Given passage
----

Chinese cookies are China's Communist Party's cookies, clearly a regime that cannot in anyway be assumed to represent the majority of the Chinese, even less now that Xi has decided to perpetuate himself in power. Again, I will get flames for this, but their government lacks legitimacy to act on behalf of their people.

If the majority of people of the S.I. and majority of people in China wish to have an agreement and are informed of the consequences (economic, political,...) then they should. There are some doubts about the level of representativeness of the current Prime Minister, who is accused of being in China's pocket.

Now, back to Putin's Russia, currently at war with Ukraine.

Ahh right, the "will of the people", totally objective position for international relations, who wouldn't buy up such logic. Now who do you think should decide which governments "speak on behalf of its people" enough to allow them to join pacts? Care to share your list? Did Bush represent the majority of Americans, majority supported, had an agreement and were informed of the consequences (economic, political,...) of getting into Afghanistan? So were Trump's and now Biden's actions?

----

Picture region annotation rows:
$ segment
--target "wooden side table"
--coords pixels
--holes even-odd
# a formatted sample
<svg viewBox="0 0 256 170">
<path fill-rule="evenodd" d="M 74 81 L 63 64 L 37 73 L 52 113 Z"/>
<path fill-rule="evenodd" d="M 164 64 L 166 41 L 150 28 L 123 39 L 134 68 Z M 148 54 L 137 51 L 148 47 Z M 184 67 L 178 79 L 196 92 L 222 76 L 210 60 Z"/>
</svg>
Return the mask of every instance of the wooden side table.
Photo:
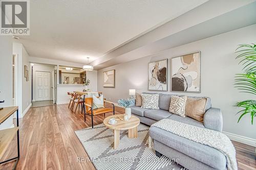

----

Complete the following
**A.** Answer these from the passage on China's government:
(i) Who is said to have decided to perpetuate himself in power?
(ii) Who is accused of being in China's pocket?
(iii) Which country is Putin's Russia described as currently at war with?
**B.** Continue the passage on China's government from the point where it ends.

Response list
**A.**
(i) Xi
(ii) The current Prime Minister
(iii) Ukraine

**B.**
I mean if we're going to make up justifications why some countries are not allowed to do things that others can, after the fact, why not just say that counties that are in a pact that begins with NA* or in alliance with such pact, can just do whatever they want, wile everyone else gets sanctioned?

S.I. GDP is just $1.71 billion if China double/triple/10x... countries GDP overnight do you not think that majority wouldn't be dancing on the streets welcoming it's military in their houses?? Such idiotic diplomacy is what got us to this place. Now China is just going to buy up "majority" in every poor country that it wishes. If this is the best argument for foreign policy they can come up with, then it's a total diplomatic failure. No one with IQ higher than a rock will accept such mental gymnastics.

RE GDP, you are right to assume that people would be very happy about a better lifestyle - that is, if that money really ever reaches the average Joe. However, you should as well tell them that they are becoming a military target, should a war ever occur and they will be from then on depending on keeping in the good side of the CCP and thus loose their independence and, to a great degree, their freedom. You, see ... there are no free lunches, particularly, there are no free "swallow nests" when dealing with the CCP (and I am the one being classed as Naïve... oh my).#

By the way, if you have an army of, let's say 1000 soldiers and you have a base in your territory of, let's say 5000 Chinese soldiers, backed up by a massively superior force ... who's country is it?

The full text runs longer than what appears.